TASK STATEMENT:
Start with the line containing "the young girl" and write out each line through the end of the listing, exactly as given.

DATA EXTRACT:
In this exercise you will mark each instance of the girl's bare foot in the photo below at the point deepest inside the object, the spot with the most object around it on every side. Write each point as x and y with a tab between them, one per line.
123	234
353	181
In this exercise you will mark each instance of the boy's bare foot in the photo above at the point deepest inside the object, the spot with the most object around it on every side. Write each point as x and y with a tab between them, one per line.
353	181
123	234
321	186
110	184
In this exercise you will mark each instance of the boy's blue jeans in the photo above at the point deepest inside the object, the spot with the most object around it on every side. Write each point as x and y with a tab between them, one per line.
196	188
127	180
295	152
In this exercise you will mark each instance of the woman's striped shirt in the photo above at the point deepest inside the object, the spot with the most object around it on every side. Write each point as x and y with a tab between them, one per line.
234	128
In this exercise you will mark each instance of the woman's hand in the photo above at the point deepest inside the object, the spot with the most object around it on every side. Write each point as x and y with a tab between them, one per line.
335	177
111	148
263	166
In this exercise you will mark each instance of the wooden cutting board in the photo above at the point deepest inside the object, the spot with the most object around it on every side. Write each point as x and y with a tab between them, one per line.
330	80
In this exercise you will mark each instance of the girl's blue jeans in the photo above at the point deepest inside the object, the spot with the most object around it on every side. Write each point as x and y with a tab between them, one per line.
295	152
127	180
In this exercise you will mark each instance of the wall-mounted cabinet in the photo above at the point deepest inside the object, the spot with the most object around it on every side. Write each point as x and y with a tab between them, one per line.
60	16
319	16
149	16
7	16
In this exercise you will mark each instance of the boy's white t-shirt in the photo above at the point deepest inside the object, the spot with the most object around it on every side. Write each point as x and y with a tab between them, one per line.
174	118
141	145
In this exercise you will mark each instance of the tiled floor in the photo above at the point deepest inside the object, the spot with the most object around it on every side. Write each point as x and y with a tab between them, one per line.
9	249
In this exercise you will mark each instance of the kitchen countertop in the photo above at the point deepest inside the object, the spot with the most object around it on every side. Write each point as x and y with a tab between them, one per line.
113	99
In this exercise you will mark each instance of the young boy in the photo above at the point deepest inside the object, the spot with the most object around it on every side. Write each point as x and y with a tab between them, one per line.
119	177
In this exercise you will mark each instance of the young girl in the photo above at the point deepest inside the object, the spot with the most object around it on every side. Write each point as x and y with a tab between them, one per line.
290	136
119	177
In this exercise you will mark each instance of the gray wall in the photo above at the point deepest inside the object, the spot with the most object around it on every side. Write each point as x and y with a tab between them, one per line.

ANSWER SECTION:
In this exercise you will mark each instance of the young girl in the photo above at the point deepest inside the object, the spot with the most object around it on every side. Write each point as x and y with a tab between them, one per line.
290	136
119	177
In this exercise you will mark each instance of the gray wall in the photo above at the point deepest inside the object, the spot with the most object around it on every side. Write each point as x and y with a tab between them, one per line.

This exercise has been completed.